>> Start Given entries
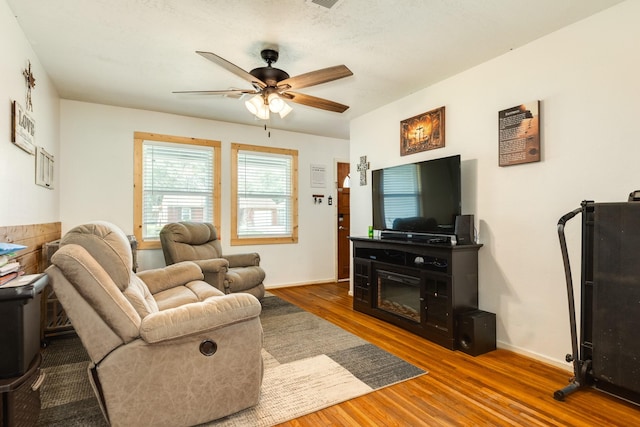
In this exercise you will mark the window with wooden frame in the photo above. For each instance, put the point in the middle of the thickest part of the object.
(264, 195)
(176, 179)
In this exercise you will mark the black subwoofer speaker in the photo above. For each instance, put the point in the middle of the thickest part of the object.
(476, 332)
(464, 229)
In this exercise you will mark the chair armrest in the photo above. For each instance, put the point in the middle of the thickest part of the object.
(215, 270)
(212, 313)
(179, 274)
(243, 260)
(213, 265)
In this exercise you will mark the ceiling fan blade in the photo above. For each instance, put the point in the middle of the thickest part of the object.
(230, 92)
(315, 102)
(233, 68)
(316, 77)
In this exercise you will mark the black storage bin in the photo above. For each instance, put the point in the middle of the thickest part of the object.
(20, 326)
(476, 332)
(20, 397)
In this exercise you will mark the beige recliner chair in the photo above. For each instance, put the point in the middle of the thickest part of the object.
(166, 348)
(198, 242)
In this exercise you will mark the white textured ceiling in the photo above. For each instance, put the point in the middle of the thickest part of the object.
(134, 53)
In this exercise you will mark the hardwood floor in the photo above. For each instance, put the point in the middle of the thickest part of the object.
(500, 388)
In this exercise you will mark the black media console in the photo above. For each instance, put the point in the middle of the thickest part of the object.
(421, 287)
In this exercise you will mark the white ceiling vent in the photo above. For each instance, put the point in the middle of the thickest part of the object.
(327, 4)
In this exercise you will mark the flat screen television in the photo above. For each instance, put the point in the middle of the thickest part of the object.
(423, 197)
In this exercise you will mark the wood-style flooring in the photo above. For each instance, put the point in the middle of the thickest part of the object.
(500, 388)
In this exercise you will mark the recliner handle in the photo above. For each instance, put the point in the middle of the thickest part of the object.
(208, 347)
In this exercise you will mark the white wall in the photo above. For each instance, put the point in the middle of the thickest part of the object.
(97, 182)
(24, 202)
(586, 77)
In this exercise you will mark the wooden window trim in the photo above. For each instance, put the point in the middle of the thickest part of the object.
(235, 240)
(139, 138)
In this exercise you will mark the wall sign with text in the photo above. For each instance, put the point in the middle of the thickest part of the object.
(23, 129)
(519, 134)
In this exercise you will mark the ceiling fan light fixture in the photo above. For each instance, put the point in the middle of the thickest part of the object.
(254, 104)
(263, 112)
(276, 104)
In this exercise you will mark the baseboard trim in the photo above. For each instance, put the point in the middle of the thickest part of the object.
(537, 356)
(289, 285)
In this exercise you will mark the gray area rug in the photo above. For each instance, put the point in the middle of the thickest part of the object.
(310, 364)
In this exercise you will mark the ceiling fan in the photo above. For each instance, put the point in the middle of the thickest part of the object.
(273, 86)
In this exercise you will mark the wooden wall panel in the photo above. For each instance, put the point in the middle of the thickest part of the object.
(34, 236)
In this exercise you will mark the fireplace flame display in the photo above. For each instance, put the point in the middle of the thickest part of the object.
(399, 294)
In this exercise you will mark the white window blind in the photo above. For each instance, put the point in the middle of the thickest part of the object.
(265, 196)
(177, 181)
(401, 193)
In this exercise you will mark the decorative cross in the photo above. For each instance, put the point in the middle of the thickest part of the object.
(31, 83)
(362, 168)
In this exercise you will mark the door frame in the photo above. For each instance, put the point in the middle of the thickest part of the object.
(335, 221)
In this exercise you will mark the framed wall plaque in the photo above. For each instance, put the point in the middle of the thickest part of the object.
(23, 128)
(519, 134)
(422, 132)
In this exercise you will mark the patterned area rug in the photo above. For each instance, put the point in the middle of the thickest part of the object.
(310, 364)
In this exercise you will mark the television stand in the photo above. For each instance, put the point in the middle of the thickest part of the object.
(420, 287)
(428, 238)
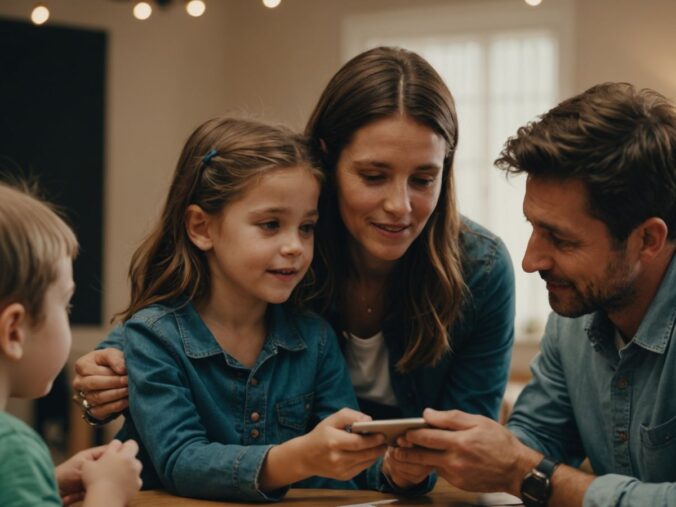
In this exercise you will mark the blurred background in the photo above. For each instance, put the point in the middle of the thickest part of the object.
(98, 104)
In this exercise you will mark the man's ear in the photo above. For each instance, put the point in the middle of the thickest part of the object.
(12, 331)
(652, 236)
(197, 226)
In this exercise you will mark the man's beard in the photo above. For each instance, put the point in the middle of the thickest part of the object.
(617, 292)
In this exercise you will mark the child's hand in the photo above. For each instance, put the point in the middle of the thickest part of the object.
(69, 474)
(113, 479)
(333, 452)
(402, 474)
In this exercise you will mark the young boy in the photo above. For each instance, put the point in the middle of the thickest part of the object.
(36, 283)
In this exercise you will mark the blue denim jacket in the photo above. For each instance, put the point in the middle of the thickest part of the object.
(473, 375)
(205, 422)
(616, 408)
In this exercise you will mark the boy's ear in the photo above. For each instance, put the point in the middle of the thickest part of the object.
(197, 226)
(12, 331)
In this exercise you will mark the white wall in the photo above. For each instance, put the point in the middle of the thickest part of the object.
(168, 74)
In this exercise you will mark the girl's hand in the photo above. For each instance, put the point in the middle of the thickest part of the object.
(101, 378)
(402, 474)
(332, 452)
(114, 478)
(69, 474)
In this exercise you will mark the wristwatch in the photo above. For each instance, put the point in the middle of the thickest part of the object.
(536, 486)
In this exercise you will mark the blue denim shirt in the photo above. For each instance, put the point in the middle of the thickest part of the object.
(205, 422)
(473, 375)
(616, 408)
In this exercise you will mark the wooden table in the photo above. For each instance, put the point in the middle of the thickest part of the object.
(443, 494)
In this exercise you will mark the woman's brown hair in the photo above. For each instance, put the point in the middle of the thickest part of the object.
(426, 291)
(218, 162)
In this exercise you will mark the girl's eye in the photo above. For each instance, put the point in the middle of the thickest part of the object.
(371, 177)
(308, 229)
(270, 225)
(424, 181)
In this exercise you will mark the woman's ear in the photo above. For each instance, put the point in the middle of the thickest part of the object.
(197, 226)
(13, 331)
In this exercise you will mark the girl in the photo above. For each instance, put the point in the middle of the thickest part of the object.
(225, 380)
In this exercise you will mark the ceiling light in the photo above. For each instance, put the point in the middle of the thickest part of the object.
(195, 8)
(40, 14)
(142, 10)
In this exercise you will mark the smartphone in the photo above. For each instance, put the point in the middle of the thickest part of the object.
(391, 428)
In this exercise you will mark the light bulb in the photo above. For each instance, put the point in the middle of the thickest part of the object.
(195, 8)
(40, 14)
(142, 10)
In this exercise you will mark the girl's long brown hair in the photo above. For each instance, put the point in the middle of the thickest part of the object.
(426, 291)
(167, 265)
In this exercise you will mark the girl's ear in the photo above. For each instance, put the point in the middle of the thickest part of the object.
(197, 226)
(13, 331)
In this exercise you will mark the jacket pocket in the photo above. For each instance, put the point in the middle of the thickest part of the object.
(293, 416)
(658, 448)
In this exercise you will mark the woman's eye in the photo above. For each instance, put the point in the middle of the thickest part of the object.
(271, 225)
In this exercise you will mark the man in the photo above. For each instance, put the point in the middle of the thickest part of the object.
(601, 199)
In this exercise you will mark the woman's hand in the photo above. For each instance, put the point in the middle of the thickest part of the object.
(101, 380)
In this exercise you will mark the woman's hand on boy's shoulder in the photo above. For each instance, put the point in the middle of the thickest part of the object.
(101, 380)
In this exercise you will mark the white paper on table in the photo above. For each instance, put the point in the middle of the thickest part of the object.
(369, 504)
(497, 499)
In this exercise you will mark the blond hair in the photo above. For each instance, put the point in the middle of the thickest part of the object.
(33, 239)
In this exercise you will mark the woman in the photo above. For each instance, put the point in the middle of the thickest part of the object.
(423, 297)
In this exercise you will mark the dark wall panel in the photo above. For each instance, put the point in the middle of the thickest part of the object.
(52, 126)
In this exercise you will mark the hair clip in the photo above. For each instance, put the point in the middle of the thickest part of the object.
(210, 154)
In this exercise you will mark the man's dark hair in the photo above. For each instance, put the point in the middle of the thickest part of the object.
(618, 141)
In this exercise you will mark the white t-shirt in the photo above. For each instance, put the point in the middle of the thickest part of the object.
(368, 363)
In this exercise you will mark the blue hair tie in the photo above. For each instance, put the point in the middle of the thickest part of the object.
(210, 154)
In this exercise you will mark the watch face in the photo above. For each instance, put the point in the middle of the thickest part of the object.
(535, 489)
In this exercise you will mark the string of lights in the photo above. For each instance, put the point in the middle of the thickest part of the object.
(144, 9)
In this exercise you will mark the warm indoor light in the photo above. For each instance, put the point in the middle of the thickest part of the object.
(142, 10)
(195, 8)
(40, 14)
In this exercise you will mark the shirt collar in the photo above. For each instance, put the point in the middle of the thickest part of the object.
(198, 342)
(658, 324)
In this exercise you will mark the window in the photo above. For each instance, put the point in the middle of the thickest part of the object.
(503, 71)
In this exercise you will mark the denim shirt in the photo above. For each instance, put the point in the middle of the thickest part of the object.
(205, 422)
(473, 375)
(616, 408)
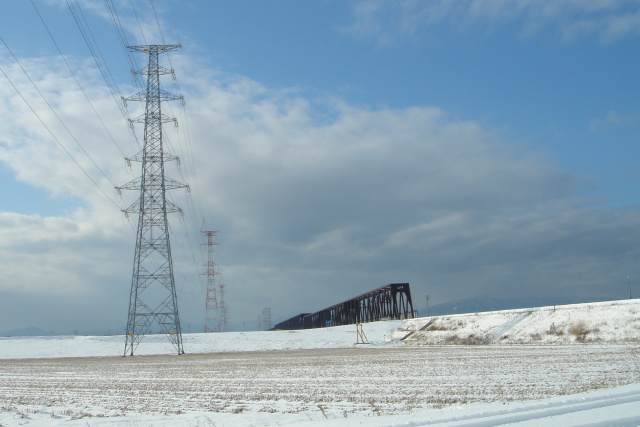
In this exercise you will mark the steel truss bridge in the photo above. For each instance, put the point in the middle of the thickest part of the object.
(392, 301)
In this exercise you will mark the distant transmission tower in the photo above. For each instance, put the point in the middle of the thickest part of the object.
(266, 318)
(153, 291)
(212, 313)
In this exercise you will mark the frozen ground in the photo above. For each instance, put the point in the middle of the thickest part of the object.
(318, 377)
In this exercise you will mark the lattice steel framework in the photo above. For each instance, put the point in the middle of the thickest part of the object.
(212, 313)
(153, 297)
(392, 301)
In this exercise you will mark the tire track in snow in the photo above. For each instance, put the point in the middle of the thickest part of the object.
(594, 411)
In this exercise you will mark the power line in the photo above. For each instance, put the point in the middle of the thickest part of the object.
(101, 67)
(55, 138)
(54, 112)
(76, 79)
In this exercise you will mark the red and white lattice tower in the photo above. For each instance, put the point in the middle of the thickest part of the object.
(212, 313)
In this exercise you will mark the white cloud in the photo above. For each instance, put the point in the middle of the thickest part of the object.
(310, 211)
(391, 22)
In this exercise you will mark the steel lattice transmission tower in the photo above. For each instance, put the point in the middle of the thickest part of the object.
(212, 313)
(153, 292)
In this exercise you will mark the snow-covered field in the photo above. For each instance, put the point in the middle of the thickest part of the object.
(321, 377)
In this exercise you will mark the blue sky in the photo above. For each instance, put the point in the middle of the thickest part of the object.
(471, 148)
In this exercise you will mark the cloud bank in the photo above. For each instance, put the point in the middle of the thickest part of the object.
(316, 201)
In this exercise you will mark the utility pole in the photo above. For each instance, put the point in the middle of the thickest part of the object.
(212, 315)
(426, 296)
(153, 297)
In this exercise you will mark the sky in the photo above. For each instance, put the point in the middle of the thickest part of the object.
(478, 148)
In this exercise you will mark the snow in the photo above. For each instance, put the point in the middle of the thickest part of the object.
(585, 370)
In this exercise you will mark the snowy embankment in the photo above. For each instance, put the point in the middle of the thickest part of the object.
(611, 322)
(581, 367)
(378, 333)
>> End Given entries
Write out, word for word, the line containing "In this exercise you will mark the red" and every line after it to the end of the data above.

» **Task solution**
In this exercise you will mark the red and white lattice tower in the photo above. For each instance, put the point in the middle of the thickest part of the object.
(212, 313)
In this exercise you will mark the white cloud in the photo above. For each instance, put the point in the middle of the thickest part of the object.
(310, 211)
(391, 22)
In this exercise you will mark the steel lattice transmission tower in the photo above. For each instance, put the point in the middle of the thickest part of the object.
(212, 313)
(153, 292)
In this exercise you will mark the snow-covered field in the photo above. For each instance, put the point in the middle of the thickest part of the object.
(321, 377)
In this exercise you will mark the blue sky in the photo above. For each instance, put the point in the middle of the thickest part of the object.
(471, 148)
In this exercise you will mark the cloud bank in the photo above. For each instance, put the point in the middle of the thickest part of the object.
(316, 201)
In this exercise you will mark the utility pole in the photo above. For each instance, put the point in the middle of the thickest part of the object.
(212, 315)
(426, 296)
(153, 297)
In this exercise you will mark the sky in the photo above. For each instance, put the point in the middle of the thickest part of the object.
(478, 148)
In this exercise you will mark the snow in the photo above. For each instance, put the point in the middle of the thickest part of the object.
(585, 370)
In this exercise you will mark the snowy embankment in the photo above. For each instance, put the point in the middle of the thickest part of the object.
(611, 322)
(581, 367)
(378, 333)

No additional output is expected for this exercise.